▶ **Extract to read**:
------------------------

Researchers seek ways to reduce children's injury risk

January 14, 2002

In a study aimed at identifying ways to reduce children's injury risk by improving parents' home-safety practices, researchers at the Johns Hopkins Bloomberg School of Public Health conclude that safety counseling coupled with convenient access to reduced-cost products increased parents' safety practices while visits to the home by a community health worker did not. The study appears in the January 2002 issue of the Archives of Pediatric and Adolescent Medicine.

"Our previous research showed that when pediatricians provide enhanced safety counseling, their patients' parents were more satisfied with the advice they received, yet no more likely to actually follow it. We realized that families needed additional services to help them follow their pediatricians advice," explains lead author Andrea Gielen, ScD, a professor of health policy and management and deputy director of the Center for Injury Research and Policy at the Johns Hopkins Bloomberg School of Public Health. "We built the Children's Safety Center to provide parents with easy access to the recommended safety products, and we developed a home visiting program to further reduce the barriers parents face in carrying out their pediatricians' advice. This study found that the combination of pediatric counseling and visits to the Children's Safety Center was successful in increasing safety practices, but there was no added benefit of the home visiting program."

Dr. Gielen and her colleagues focused on five safety practices important for families with young children: using smoke alarms, safely storing poisonous substances; having ipecac syrup in the house for poisoning emergencies; using smoke alarms, using safety gates on stairs, and having safe tap-water temperatures. These safety practices address some of the leading injury hazards to low income, urban children.

Participants in the study were parents of children six months or age or younger, who were randomly assigned to one of two groups. The first group received standard-intervention, consisting of pediatric counseling by a physician who was specially trained and would refer the parent to the Children's Safety Center (CSC). At the CSC, parents could purchase safety products at reduced cost and receive personalized education from professional health educators with expertise in injury prevention.

------------------------

▶ **Data excerpts**:
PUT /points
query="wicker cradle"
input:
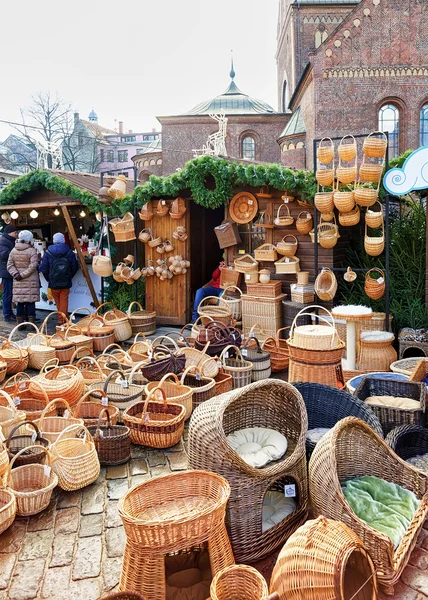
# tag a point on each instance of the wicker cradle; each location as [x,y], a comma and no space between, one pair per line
[324,560]
[353,449]
[170,515]
[273,404]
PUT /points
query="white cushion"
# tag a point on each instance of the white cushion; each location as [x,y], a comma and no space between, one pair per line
[276,507]
[258,446]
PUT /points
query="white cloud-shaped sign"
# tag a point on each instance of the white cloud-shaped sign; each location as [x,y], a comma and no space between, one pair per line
[413,175]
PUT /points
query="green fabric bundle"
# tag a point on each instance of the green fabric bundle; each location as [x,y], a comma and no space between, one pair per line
[385,506]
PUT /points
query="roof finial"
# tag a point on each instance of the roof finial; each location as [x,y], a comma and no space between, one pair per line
[232,70]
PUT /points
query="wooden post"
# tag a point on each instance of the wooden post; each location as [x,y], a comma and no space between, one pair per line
[84,266]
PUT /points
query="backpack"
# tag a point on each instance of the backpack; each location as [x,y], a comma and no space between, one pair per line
[59,273]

------------------------

▶ **Complete the following**:
1/ Could you retype the part of the child-safety article starting at "In a study aimed" and ending at "and Adolescent Medicine."?
2/ Can you extend the child-safety article by writing what comes after its last sentence?
You won't need the items for this.

▶ **List of answers**:
1/
In a study aimed at identifying ways to reduce children's injury risk by improving parents' home-safety practices, researchers at the Johns Hopkins Bloomberg School of Public Health conclude that safety counseling coupled with convenient access to reduced-cost products increased parents' safety practices while visits to the home by a community health worker did not. The study appears in the January 2002 issue of the Archives of Pediatric and Adolescent Medicine.

2/
The second group received enhanced-intervention, consisting of the counseling and referral to the CSC as well as a home visit by a community health worker who assessed injury hazards and made recommendations about appropriate safety products and practices.

The researchers then conducted follow-up interviews and observations to assess the number of safety practices in each home. The results showed no difference between the standard- and enhanced-intervention groups in the adherence rates of safety practices, indicating that the home-visits did not increase the likelihood that parents would be able to follow the safety advice they were given.

However, there were significant differences between families who visited the CSC and those who did not. CSC visitors had higher adherence rates for all safety practices except for smoke alarms (more than 80 percent of both groups had at least one working smoke alarm). Three or more of the five safety practices were observed for 34 percent of the CSC visitors compared with only 17 percent of the nonvisitors.

"While this particular study does not indicate the actual impact of the improved safety practices on injury reduction, it does provide insight into what will and what will not have an impact on parents once they leave their child's pediatrician," notes Eileen McDonald, MS, co-author and program director of the CSC. "The use of the Children's Safety Center can double the use of safety practices in the home, which will no doubt decrease the rate of injuries to some degree."

Dr. Gielen adds that while the success of the use of a facility like the Children's Safety Center appears promising, the overall rates of most of the safety practices were still distressingly low, pointing to an urgent need for further research and improvements.